Dr. R. R. Bridges, the Scottsboro doctor who examined the girls less than two hours after the alleged rapes, was the next prosecution witness to take the stand. He turned out to be a better witness for the defense. He did confirm that semen was found in the vaginas of the two girls (more in the case of Bates than of Price). Liebowitz, however, was able to show on cross-examination that the girls were both calm, composed, and free of bleeding and vaginal damage. Moreover, the semen that Bridges examined was non-motile, even though sperm generally live from twelve to forty-eight hours after intercourse.
The prosecution's best moment came when Arthur Woodall, a member of the posse who searched the defendants at Paint Rock, was on the stand. Woodall testified that he had found a knife on one of the defendants, though he couldn't remember which one. Liebowitz asked Woodall if he had asked the boy whether it was his knife. Woodall said that he had, and that the boy said he had taken it "off the white girl, Victoria Price." The surprised look on Liebowitz's face caused Knight to clap his hands and then dash out of the courtroom to hide his glee. Liebowitz moved for a mistrial, but Judge Horton denied the motion and instead told jurors they should ignore Knight's reaction.

### Records provided
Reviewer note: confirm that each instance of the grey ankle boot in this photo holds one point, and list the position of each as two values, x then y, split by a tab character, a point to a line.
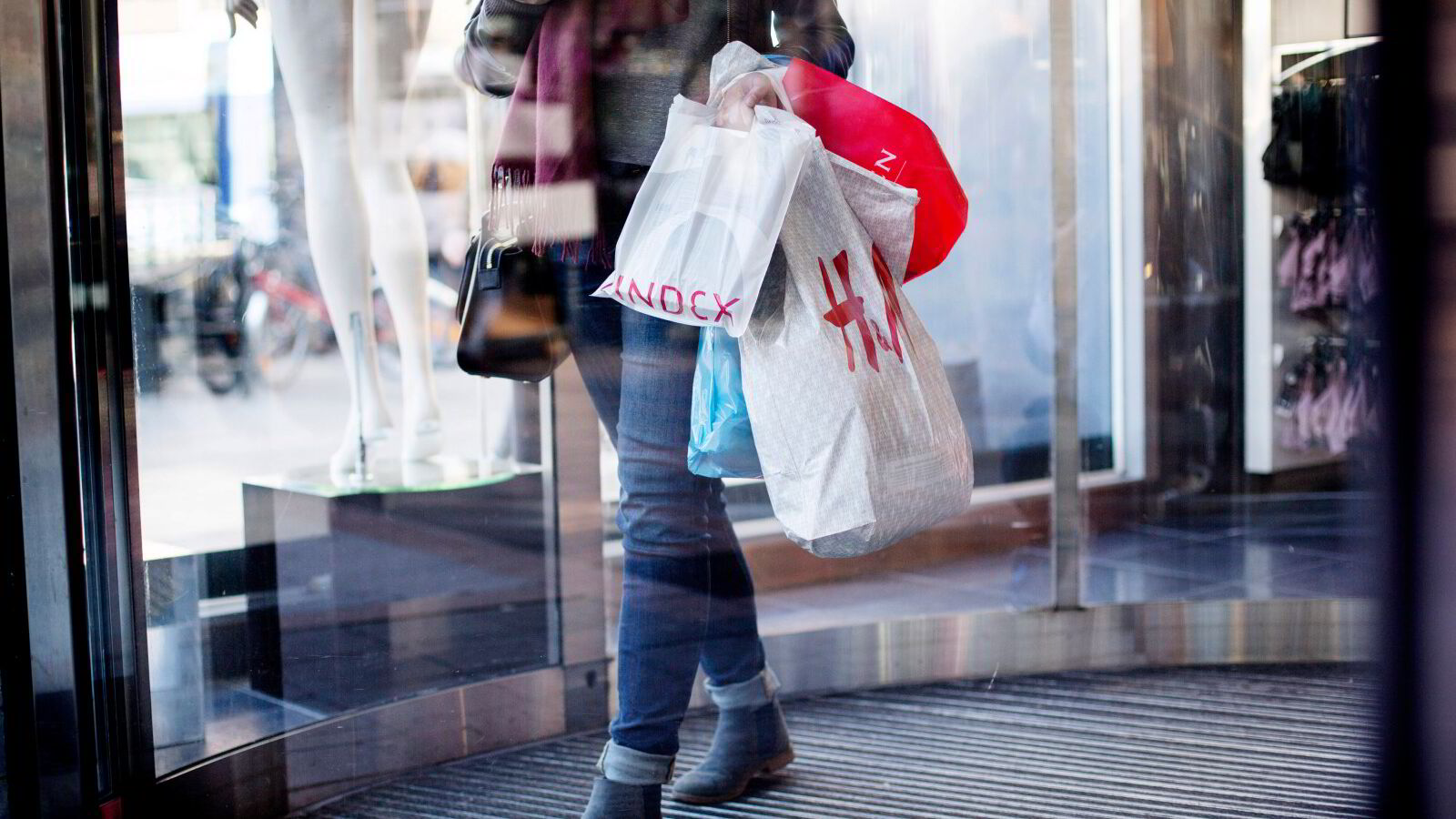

==

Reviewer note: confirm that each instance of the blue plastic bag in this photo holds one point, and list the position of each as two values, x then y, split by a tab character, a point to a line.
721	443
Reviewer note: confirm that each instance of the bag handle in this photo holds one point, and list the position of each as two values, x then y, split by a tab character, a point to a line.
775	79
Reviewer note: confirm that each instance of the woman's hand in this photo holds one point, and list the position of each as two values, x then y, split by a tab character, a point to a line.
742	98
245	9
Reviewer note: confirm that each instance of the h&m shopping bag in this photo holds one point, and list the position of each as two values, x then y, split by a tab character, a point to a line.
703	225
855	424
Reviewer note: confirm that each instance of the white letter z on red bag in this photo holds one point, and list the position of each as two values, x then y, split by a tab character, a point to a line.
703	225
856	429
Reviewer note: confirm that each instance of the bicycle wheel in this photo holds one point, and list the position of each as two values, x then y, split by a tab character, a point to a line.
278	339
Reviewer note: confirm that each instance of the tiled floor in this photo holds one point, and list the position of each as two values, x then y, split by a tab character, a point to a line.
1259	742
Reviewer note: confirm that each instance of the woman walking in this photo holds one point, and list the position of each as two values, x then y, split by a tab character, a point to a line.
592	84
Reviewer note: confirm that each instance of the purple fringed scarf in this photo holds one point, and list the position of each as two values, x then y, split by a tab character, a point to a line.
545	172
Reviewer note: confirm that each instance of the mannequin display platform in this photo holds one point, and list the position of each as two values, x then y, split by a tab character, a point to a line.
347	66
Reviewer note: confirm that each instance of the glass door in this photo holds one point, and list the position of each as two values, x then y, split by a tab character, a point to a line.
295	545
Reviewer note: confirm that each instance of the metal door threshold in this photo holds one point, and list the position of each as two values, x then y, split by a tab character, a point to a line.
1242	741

### Exercises
a) Summarize the Scottsboro trial passage in two sentences.
b) Reproduce the Scottsboro trial passage word for word from "The prosecution's best" to "ignore Knight's reaction.".

### Solutions for each task
a) Dr. R. R. Bridges, who examined the two girls less than two hours after the alleged rapes, confirmed that semen was found, but on cross-examination Liebowitz showed that the girls were calm and free of bleeding and vaginal damage and that the semen was non-motile. The prosecution's best moment came when posse member Arthur Woodall testified that a defendant said he had taken a knife "off the white girl, Victoria Price," and Judge Horton then denied Liebowitz's motion for a mistrial, instructing jurors to ignore Knight's gleeful reaction.

b)
The prosecution's best moment came when Arthur Woodall, a member of the posse who searched the defendants at Paint Rock, was on the stand. Woodall testified that he had found a knife on one of the defendants, though he couldn't remember which one. Liebowitz asked Woodall if he had asked the boy whether it was his knife. Woodall said that he had, and that the boy said he had taken it "off the white girl, Victoria Price." The surprised look on Liebowitz's face caused Knight to clap his hands and then dash out of the courtroom to hide his glee. Liebowitz moved for a mistrial, but Judge Horton denied the motion and instead told jurors they should ignore Knight's reaction.